**DOCUMENT PASSAGE**:
....
The study was co-led by Kartik Chandran, Ph.D. Thijn R. Brummelkamp, Ph.D., at the Netherlands Cancer Institute; John M. Dye, Ph.D., at the U.S. Army Medical Research Institute of Infectious Diseases (USAMRIID); and Zhongde Wang, Ph.D., at Utah State University.
An Emerging Threat
HPS was first identified in 1993. A total of 728 cases have so far been reported in the United States, mainly in rural areas of western states. “While hantavirus infections are rare, they’re expected to increase in the coming decades as temperatures across the globe rise due to climate change. And we’re totally unprepared for this possibility,” said Dr. Chandran, professor of microbiology & immunology and Harold and Muriel Block Faculty Scholar in Virology at Einstein.
Hantavirus is transmitted to humans who inhale the virus from the urine, feces, or saliva of infected rodents. Early HPS symptoms include fatigue, fever and muscle aches, followed after a week or so by coughing and shortness of breath. HPS has a mortality rate of around 40 percent, according to the Centers for Disease Control and Prevention. No treatments or vaccines are available. “Our findings provide new insights into how these infections develop and how they might be prevented or treated,” added Dr. Chandran.
....
**Point localization data**:

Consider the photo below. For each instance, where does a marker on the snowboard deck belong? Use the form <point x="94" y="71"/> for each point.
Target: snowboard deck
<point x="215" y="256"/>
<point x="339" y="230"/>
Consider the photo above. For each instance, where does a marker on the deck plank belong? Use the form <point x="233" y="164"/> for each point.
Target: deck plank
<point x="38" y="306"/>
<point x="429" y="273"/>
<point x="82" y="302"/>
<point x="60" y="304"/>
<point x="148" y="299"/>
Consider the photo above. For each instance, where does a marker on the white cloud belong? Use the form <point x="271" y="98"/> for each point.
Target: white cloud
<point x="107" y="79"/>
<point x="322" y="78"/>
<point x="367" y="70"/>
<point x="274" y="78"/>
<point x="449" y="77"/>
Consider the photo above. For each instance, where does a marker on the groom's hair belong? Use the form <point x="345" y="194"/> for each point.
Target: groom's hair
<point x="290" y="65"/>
....
**TASKS FOR THIS EXERCISE**:
(1) Answer these questions from the hantavirus passage.
(a) In what year was HPS first identified?
(b) What mortality rate does the Centers for Disease Control and Prevention give for HPS?
(c) At which institution is Zhongde Wang?
(2) Decide whether each statement agrees with the hantavirus passage.
(a) Treatments for HPS are currently available.
(b) People become infected by inhaling the virus from the urine, feces, or saliva of infected rodents.
(c) Most cases in the United States have occurred in urban areas of eastern states.
(3) Write out the part of the hantavirus passage that opens with the words containing "An Emerging Threat" and closes with "Virology at Einstein.".

**ANSWERS GIVEN**:
(1)
(a) 1993
(b) Around 40 percent
(c) Utah State University

(2)
(a) No: "No treatments or vaccines are available."
(b) Yes: "Hantavirus is transmitted to humans who inhale the virus from the urine, feces, or saliva of infected rodents."
(c) No: "mainly in rural areas of western states."

(3)
An Emerging Threat
HPS was first identified in 1993. A total of 728 cases have so far been reported in the United States, mainly in rural areas of western states. “While hantavirus infections are rare, they’re expected to increase in the coming decades as temperatures across the globe rise due to climate change. And we’re totally unprepared for this possibility,” said Dr. Chandran, professor of microbiology & immunology and Harold and Muriel Block Faculty Scholar in Virology at Einstein.